▶ Written instruction
Reproduce the line that contains "Each instance of the driver" and every line after it through the end of the records, exactly, with nothing added.

▶ Rows

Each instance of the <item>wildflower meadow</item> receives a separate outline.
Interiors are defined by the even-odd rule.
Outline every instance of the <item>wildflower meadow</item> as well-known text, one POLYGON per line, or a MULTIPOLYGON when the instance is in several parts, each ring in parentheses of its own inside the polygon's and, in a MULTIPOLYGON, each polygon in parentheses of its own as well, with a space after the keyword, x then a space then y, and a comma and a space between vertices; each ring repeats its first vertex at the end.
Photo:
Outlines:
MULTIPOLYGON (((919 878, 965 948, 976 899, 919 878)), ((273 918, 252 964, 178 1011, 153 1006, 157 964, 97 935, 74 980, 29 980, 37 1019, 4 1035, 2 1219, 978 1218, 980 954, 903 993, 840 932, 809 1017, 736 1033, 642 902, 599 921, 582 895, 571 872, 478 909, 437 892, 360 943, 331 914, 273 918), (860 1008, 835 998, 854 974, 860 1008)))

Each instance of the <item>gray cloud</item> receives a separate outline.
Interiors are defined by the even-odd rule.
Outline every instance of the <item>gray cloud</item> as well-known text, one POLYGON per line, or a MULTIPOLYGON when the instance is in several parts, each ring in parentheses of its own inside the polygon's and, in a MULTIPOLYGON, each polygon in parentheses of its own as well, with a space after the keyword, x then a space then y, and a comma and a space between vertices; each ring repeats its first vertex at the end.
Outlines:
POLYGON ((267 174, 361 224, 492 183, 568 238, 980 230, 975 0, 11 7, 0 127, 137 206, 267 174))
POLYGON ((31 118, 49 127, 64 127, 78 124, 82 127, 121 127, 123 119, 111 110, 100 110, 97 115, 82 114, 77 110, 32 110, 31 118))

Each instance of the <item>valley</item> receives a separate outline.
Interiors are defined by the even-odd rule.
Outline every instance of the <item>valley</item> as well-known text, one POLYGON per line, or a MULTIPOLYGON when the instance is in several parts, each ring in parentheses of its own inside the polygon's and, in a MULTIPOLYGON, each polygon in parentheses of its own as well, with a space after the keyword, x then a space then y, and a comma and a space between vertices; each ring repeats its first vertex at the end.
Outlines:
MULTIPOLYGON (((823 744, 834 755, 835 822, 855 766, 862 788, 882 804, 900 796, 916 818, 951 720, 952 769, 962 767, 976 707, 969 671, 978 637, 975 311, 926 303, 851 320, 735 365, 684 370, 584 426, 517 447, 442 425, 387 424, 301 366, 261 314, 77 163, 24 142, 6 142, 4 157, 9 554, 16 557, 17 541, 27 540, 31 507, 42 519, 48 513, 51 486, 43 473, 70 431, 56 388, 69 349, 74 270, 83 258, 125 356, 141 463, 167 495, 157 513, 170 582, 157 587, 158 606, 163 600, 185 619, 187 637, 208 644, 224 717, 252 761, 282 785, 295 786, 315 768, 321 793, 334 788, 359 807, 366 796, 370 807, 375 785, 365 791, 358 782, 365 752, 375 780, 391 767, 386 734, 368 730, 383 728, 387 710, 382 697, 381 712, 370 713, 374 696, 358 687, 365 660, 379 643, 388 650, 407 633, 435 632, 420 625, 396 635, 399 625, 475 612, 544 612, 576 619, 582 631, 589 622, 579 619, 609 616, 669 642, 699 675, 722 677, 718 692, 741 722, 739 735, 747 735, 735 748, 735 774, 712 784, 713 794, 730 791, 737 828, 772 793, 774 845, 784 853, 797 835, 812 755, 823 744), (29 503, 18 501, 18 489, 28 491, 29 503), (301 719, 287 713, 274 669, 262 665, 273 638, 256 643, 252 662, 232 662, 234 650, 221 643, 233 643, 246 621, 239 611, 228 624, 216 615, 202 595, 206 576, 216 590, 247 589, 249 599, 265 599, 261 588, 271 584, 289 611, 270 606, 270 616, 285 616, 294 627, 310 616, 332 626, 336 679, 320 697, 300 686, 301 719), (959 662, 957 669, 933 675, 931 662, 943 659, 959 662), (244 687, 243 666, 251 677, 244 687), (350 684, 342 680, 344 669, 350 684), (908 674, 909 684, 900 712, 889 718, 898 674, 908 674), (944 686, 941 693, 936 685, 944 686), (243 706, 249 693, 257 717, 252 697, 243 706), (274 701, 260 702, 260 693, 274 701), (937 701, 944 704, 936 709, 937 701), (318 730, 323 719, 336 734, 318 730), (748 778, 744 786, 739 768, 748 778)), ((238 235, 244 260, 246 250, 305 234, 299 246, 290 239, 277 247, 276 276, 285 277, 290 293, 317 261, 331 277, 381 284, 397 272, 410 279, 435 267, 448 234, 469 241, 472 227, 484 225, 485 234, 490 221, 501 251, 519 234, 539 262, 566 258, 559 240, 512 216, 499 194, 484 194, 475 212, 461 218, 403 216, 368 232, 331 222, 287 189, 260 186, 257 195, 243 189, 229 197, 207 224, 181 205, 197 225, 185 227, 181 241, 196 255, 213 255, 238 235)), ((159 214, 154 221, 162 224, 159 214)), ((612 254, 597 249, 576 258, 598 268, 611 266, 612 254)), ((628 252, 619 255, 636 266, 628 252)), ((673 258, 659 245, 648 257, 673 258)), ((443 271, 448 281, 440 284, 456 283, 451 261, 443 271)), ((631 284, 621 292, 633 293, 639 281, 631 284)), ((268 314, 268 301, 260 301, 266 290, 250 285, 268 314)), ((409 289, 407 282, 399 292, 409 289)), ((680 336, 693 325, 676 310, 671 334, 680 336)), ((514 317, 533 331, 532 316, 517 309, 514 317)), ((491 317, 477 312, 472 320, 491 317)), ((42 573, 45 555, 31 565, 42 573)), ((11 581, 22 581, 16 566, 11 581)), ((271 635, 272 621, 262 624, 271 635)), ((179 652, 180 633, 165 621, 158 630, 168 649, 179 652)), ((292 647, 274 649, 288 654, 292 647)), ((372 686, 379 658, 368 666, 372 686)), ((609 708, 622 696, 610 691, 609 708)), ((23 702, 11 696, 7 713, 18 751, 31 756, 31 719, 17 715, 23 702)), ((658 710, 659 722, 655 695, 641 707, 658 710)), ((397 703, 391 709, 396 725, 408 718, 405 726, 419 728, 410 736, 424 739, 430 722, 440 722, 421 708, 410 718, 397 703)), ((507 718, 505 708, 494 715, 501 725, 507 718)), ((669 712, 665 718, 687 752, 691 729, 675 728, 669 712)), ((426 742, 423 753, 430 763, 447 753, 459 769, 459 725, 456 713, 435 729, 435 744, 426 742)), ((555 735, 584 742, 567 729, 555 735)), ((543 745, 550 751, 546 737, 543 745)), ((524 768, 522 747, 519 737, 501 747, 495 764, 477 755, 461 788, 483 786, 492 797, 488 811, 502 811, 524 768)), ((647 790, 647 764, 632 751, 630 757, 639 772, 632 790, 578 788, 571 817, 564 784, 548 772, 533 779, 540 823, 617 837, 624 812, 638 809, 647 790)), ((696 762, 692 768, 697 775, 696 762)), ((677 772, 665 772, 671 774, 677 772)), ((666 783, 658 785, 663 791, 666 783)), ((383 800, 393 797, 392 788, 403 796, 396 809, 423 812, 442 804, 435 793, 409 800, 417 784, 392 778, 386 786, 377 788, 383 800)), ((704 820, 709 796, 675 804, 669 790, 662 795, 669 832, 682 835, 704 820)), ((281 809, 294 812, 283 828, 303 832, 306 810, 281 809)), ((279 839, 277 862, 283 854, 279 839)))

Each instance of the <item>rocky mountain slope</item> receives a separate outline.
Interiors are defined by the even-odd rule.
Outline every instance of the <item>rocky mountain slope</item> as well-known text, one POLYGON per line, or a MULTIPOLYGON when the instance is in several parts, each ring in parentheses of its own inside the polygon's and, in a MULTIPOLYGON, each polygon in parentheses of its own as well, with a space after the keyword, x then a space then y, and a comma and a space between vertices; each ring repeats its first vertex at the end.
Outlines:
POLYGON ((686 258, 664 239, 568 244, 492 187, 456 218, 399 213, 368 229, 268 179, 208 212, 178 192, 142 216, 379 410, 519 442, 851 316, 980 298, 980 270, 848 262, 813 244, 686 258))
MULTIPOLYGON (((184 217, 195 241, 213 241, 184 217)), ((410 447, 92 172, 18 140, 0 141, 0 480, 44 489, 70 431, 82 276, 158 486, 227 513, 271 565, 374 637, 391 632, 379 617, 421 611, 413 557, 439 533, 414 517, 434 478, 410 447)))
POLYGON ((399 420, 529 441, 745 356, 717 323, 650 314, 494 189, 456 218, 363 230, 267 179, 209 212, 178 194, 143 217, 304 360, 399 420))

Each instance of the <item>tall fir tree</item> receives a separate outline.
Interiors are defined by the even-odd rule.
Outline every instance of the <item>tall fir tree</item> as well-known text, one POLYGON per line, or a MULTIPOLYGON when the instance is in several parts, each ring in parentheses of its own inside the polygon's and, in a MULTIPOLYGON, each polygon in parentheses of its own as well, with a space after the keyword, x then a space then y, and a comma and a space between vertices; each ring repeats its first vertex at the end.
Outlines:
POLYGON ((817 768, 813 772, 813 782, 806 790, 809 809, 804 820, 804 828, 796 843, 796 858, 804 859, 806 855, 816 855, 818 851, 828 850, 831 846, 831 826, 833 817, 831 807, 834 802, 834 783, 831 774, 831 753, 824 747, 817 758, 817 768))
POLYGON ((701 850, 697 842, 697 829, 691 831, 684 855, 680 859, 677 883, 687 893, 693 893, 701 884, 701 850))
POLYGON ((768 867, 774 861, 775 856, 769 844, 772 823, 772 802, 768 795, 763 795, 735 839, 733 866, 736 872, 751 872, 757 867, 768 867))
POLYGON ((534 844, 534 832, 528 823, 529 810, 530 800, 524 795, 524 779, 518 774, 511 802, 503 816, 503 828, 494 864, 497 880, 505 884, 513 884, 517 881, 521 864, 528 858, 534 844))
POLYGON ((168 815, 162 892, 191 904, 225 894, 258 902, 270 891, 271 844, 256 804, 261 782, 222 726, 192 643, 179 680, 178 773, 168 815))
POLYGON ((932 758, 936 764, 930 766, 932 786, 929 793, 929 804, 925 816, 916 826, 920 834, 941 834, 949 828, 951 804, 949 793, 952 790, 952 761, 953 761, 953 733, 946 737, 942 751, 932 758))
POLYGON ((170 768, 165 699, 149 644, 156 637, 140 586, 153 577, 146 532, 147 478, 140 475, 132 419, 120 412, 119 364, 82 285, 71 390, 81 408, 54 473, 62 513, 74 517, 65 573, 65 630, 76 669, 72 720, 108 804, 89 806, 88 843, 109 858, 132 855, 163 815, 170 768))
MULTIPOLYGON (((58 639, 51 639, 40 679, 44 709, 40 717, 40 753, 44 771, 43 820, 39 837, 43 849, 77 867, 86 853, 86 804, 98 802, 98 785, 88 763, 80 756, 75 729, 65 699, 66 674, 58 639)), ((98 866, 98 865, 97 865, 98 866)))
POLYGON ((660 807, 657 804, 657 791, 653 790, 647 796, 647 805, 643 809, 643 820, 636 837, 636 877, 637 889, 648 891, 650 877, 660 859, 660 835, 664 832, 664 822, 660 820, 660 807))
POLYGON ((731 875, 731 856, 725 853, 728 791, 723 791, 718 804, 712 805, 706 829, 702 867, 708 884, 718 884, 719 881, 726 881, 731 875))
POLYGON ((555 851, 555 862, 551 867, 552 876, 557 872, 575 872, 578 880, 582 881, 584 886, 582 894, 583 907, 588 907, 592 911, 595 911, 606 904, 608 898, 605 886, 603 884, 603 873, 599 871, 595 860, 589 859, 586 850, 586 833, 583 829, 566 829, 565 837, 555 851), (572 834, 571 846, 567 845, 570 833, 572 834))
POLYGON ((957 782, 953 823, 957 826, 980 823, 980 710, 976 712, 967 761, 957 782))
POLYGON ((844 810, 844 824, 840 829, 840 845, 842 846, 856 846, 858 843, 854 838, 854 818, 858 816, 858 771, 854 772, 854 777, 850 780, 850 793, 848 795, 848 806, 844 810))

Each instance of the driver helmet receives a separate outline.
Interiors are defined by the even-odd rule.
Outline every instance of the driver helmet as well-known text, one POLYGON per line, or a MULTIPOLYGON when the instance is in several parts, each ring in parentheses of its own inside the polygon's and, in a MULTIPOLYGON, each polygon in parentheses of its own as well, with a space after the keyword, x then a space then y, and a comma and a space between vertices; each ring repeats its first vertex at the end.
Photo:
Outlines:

▶ Task answer
Each instance of the driver helmet receives a separate outline.
Interiors are defined by the even-odd rule.
Outline every instance of the driver helmet as well-known text, one POLYGON per line, or a MULTIPOLYGON when the instance is in several parts, each ring in parentheses of its own inside the polygon's and, in a MULTIPOLYGON, each polygon in parentheses of its own as well, with a space after the keyword, x then a space then y, and a comma and a space between vertices; each ring repeats its first vertex at the end.
Photo:
Outlines:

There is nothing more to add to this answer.